» OBJECTIF 1: Modifiez la partie du listing qui commence à la ligne contenant « the scene above. » et se termine à la fin du listing. Recopiez uniquement ces lignes en remplaçant « pebble » par « cobble », sans rien changer d'autre.

» TEXTE FOURNI:
_ _ _
Apport de matériel et main-d’œuvre, échanges, entraide… sans trop investir !
TNC le 20/09/2022 à 15:05
« Les Cuma sont des outils efficaces pour faciliter l'installation en agriculture, en particulier des Nima (non issus du milieu agricole), et accompagner le renouvellement des générations d'exploitants », met notamment en avant leur fédération nationale dans sa campagne de communication, lancée il y a quelques semaines sur les réseaux sociaux entre autres. Concrètement, quels sont les avantages d'adhérer à ces structures quand on s'installe ? La FNCuma donne la parole aux jeunes éleveurs et agriculteurs, les mieux placés pour l'expliquer.
Intitulée « Changez votre point de vue sur les Cuma », cette opération a pour but de « dépoussiérer et améliorer l’image » des coopératives d’utilisation de matériel agricole, en particulier auprès des futurs éleveurs et agriculteurs, indique leur fédération nationale. C’est pourquoi elle vise à déjouer « les fake news », autrement dit les « idées reçues », autour de cinq thématiques : l’économie, l’installation et le renouvellement des générations, la solidarité, l’innovation et les services.
Objectif : promouvoir « les atouts, les principes et les valeurs » de ces coopératives pour attirer de nouveaux membres, notamment des jeunes, « à l’heure où les enjeux économiques et sociaux agricoles n’ont jamais été aussi importants », avec une diminution du nombre d’exploitants et leur départ massif en retraite. Il s’agit de mettre en avant le « faire ensemble, l’essence même des Cuma, qui passe par une réduction des coûts d’utilisation des machines certes, mais aussi par la solidarité, le partage et l’échange d’expériences ».
_ _ _
» LIGNES DE DONNÉES:
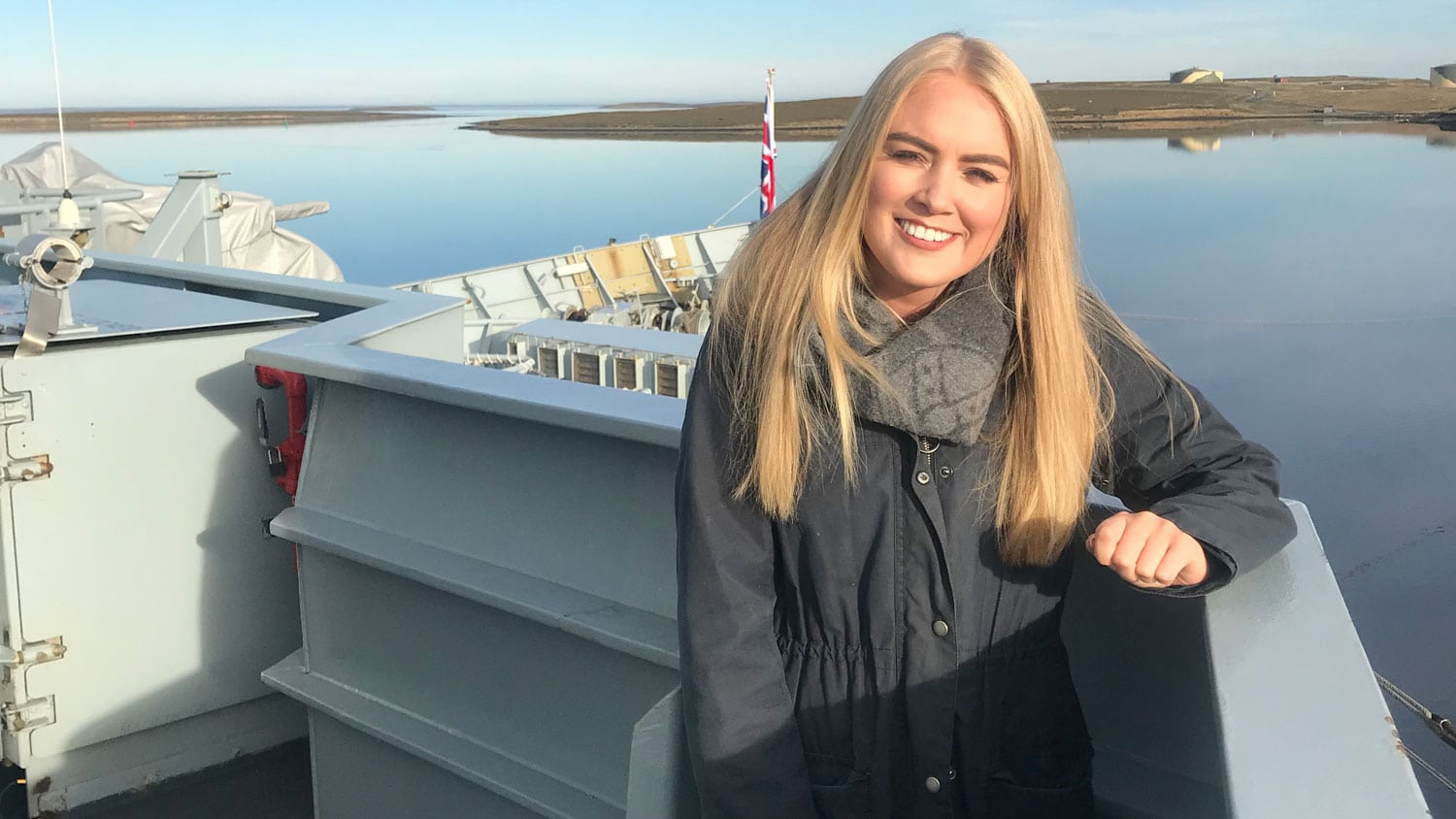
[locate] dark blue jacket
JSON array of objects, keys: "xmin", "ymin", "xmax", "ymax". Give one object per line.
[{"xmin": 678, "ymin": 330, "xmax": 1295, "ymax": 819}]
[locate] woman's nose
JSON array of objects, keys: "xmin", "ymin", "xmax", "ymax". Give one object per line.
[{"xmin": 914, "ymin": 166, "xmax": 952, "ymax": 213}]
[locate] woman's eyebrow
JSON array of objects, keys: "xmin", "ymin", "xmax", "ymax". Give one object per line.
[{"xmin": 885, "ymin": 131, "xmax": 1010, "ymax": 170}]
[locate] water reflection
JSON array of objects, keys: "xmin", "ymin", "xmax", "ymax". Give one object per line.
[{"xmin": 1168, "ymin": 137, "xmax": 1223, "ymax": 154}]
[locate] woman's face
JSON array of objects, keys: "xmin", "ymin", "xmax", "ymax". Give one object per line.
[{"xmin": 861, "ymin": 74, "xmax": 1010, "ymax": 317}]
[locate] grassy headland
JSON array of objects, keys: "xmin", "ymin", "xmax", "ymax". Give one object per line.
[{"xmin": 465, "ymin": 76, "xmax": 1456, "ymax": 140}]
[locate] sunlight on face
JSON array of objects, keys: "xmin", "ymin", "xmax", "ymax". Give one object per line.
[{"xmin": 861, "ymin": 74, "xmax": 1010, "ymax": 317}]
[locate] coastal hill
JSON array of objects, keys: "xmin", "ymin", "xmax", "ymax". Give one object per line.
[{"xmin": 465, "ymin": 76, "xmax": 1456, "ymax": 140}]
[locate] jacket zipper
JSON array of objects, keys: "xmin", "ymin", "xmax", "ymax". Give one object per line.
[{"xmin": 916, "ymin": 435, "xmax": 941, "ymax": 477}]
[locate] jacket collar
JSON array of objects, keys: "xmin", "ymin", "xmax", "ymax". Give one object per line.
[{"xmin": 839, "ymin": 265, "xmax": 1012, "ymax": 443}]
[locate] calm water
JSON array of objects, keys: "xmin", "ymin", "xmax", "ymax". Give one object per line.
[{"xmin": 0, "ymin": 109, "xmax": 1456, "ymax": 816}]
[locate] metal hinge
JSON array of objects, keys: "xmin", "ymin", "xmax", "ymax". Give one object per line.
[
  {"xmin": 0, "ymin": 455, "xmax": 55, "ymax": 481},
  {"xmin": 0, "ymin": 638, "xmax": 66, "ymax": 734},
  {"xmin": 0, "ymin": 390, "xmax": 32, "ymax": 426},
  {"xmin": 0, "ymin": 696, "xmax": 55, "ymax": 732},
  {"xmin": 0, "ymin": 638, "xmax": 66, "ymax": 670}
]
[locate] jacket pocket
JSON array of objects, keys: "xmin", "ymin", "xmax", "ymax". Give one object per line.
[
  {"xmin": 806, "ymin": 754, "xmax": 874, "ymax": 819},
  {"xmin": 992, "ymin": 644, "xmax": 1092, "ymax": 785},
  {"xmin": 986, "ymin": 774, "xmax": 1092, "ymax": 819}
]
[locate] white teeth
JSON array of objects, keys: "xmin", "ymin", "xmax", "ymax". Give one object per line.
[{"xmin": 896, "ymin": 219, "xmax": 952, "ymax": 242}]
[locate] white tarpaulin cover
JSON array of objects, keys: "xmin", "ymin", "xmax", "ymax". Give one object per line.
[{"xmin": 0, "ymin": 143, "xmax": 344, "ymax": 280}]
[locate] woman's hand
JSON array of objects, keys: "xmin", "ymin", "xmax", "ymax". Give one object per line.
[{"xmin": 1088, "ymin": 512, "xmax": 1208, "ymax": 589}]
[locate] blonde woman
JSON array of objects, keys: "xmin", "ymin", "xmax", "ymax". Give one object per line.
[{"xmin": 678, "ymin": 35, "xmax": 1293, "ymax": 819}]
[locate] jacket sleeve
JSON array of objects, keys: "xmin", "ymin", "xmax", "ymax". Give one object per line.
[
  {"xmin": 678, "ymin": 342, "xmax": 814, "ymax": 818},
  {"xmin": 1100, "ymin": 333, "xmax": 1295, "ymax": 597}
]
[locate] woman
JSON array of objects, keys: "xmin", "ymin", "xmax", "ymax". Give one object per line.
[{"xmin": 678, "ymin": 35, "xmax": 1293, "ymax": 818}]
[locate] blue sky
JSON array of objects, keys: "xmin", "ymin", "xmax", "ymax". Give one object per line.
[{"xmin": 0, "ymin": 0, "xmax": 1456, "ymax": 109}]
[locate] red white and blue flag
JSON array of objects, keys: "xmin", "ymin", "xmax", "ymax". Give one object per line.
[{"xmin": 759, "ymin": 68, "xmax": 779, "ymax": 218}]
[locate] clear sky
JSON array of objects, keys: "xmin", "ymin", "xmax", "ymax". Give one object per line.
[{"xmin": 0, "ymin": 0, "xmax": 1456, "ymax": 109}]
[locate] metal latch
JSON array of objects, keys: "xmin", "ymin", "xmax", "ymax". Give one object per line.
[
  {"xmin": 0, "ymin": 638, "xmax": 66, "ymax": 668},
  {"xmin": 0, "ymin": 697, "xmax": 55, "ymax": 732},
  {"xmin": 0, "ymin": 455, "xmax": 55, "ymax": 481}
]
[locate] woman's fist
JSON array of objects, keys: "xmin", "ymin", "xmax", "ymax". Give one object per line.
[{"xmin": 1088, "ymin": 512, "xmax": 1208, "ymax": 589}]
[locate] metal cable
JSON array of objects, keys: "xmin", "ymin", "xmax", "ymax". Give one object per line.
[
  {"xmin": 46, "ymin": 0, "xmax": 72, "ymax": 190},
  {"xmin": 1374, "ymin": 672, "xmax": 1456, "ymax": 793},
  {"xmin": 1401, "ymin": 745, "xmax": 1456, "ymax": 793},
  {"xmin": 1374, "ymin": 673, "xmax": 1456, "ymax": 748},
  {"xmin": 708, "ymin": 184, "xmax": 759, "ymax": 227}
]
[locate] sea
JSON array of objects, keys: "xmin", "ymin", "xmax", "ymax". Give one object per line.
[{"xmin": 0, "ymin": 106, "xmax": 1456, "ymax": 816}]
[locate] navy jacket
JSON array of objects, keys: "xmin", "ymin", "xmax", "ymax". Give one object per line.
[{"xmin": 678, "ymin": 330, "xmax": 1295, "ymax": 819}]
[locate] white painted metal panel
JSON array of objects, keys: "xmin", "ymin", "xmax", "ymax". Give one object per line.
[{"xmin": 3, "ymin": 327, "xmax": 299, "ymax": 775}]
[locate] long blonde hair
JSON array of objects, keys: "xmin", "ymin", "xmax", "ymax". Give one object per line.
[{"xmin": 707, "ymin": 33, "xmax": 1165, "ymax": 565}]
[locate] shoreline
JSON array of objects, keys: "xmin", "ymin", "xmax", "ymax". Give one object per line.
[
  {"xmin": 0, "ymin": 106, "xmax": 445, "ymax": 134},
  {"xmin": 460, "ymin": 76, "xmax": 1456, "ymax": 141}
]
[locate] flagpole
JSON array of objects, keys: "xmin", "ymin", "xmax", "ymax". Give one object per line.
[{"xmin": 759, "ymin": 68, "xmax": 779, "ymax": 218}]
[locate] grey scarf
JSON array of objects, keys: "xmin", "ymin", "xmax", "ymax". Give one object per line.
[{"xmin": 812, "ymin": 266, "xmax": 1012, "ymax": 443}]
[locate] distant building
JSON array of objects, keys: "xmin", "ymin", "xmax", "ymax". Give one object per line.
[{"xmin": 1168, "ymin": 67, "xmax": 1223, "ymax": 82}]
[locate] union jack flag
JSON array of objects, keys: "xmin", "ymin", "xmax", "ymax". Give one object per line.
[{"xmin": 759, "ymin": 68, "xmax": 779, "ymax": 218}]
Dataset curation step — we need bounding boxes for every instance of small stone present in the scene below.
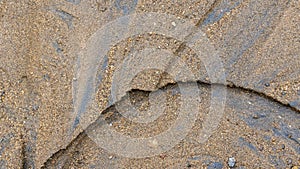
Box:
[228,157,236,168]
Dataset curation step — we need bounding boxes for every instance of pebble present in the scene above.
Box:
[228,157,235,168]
_ _ _
» OBJECTIF 2:
Répondez à ces questions sur l'article consacré aux Cuma :
(a) Que signifie le sigle « Nima » ?
(b) Quel est l'intitulé de la campagne de communication ?
(c) Quelle diminution l'article cite-t-il parmi les enjeux agricoles actuels ?

» RÉPONSE 1:
Dataset curation step — we need bounding boxes for every instance of cobble present in the scene above.
Box:
[228,157,235,168]

» RÉPONSE 2:
(a) Non issus du milieu agricole.
(b) « Changez votre point de vue sur les Cuma ».
(c) La diminution du nombre d'exploitants.